### Passage

Golden Job

 •  , ,  •   • Dir.

Reviewed by   |  Jun 12, 2019

Five childhood friends who have formed a close bond since their days in an orphanage, a taken under the wing of a reformed gangster who teaches them how to fend for themselves. As the years pass, the team continue with their semi-legal work with leader Lion (Cheng) organising numerous operations to help buy medication for a charity in Africa. One last heist is arranged to intercept a convoy of expensive drugs that Lion would prefer to see in the hands of his favoured charity rather than profit-hungry corporations – the intricately staged plan works but an unexpected double-cross leaves Lion in prison and the various other members of the team scattered around Asia. Yet when Lion has served his time, the first thing on his mind is revenge and he sets about to reforming the gang one final time.

######

In the Golden Job review, why does Lion plan one last heist on a convoy of expensive drugs?

### Study material

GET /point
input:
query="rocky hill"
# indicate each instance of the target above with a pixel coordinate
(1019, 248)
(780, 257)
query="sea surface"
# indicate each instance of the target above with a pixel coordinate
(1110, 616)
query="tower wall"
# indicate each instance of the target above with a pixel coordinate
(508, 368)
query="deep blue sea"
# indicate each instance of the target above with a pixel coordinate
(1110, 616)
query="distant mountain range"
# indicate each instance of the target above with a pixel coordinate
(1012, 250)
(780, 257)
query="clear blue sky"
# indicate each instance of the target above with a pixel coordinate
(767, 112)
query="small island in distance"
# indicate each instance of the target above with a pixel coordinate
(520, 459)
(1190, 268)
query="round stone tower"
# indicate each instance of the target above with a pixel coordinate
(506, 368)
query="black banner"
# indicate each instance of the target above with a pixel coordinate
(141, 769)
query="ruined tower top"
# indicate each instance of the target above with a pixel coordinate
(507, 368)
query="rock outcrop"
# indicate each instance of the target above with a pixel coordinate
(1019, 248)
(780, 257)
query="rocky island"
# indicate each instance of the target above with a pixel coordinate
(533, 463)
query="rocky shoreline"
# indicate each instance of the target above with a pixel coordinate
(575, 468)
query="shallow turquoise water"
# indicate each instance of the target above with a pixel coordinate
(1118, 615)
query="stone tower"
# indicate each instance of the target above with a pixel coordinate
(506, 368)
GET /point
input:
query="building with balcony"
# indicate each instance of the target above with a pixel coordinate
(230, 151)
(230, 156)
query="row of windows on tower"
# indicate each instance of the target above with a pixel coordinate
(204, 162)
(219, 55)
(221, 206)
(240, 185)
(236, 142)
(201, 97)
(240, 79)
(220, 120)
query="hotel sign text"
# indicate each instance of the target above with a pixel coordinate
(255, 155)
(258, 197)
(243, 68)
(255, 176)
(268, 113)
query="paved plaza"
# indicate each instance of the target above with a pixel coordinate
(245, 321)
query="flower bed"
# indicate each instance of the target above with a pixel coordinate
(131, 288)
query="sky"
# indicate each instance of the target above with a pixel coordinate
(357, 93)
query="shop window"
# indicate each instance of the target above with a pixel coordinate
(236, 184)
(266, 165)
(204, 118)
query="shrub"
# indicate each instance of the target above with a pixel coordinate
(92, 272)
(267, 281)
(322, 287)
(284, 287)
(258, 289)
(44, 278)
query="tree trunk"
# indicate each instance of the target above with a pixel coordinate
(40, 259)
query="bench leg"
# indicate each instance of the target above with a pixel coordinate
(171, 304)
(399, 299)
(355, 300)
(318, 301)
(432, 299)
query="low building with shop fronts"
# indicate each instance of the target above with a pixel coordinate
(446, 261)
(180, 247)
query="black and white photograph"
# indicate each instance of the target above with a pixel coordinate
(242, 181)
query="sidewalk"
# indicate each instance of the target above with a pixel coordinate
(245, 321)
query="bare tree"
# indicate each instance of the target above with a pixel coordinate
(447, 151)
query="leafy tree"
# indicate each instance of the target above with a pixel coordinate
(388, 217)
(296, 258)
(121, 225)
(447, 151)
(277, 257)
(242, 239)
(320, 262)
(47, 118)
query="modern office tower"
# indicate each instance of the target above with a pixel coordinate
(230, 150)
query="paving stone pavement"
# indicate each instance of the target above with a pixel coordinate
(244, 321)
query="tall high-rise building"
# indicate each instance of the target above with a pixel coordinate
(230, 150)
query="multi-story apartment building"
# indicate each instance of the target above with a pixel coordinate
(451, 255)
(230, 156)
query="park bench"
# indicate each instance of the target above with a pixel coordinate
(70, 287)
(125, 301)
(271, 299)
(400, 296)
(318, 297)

######
### Study material

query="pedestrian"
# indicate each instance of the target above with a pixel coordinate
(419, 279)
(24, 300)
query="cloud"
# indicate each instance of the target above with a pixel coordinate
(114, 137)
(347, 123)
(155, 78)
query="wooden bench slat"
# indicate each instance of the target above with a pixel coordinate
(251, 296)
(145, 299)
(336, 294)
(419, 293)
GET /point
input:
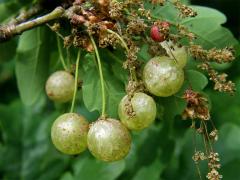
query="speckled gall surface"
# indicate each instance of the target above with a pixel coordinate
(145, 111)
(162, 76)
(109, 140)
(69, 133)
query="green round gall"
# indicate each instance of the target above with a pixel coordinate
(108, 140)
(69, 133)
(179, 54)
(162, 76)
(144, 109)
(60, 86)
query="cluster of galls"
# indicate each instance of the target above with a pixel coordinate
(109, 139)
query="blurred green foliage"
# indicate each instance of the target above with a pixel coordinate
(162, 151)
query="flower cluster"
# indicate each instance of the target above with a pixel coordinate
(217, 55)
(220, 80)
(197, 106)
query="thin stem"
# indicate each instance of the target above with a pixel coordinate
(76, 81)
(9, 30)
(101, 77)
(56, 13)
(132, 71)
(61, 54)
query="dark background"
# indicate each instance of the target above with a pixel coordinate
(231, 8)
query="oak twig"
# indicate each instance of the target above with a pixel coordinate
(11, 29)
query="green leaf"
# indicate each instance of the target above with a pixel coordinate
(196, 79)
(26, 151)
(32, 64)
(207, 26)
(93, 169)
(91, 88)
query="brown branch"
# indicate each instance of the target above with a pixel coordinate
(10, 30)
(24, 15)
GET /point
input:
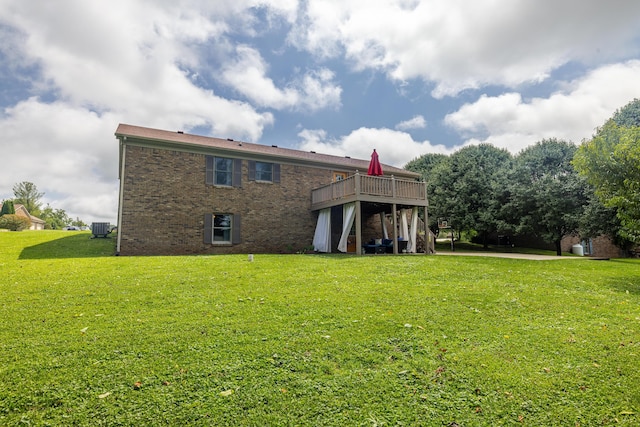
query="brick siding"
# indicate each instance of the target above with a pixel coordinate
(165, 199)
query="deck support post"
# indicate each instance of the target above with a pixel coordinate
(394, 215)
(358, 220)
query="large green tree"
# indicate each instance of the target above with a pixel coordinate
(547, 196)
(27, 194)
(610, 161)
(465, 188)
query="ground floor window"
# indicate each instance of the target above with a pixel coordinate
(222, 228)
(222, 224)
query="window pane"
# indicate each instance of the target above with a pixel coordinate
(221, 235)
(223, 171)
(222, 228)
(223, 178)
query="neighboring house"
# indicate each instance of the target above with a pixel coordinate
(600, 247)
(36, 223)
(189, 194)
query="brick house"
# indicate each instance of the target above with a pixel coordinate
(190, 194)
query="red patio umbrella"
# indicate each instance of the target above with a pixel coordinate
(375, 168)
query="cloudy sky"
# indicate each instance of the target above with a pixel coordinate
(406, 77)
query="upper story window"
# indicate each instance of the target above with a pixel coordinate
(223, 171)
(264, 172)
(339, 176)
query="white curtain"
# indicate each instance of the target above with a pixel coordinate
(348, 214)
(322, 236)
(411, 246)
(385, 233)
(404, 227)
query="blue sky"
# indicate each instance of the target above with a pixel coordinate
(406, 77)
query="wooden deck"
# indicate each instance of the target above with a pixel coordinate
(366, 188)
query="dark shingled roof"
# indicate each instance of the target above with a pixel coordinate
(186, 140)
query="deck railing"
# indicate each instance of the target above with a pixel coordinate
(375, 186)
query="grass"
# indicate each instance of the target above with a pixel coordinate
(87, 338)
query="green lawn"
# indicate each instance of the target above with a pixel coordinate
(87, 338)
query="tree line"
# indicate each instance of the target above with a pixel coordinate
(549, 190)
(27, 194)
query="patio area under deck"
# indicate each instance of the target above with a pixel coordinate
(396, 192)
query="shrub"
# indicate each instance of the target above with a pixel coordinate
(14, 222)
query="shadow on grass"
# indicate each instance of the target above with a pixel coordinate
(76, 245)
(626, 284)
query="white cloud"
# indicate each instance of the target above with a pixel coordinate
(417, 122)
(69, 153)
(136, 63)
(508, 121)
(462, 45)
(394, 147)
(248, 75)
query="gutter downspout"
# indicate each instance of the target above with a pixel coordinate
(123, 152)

######

* Output of the exercise:
Lion would rather see the drugs go to his favored charity in Africa than to profit-hungry corporations.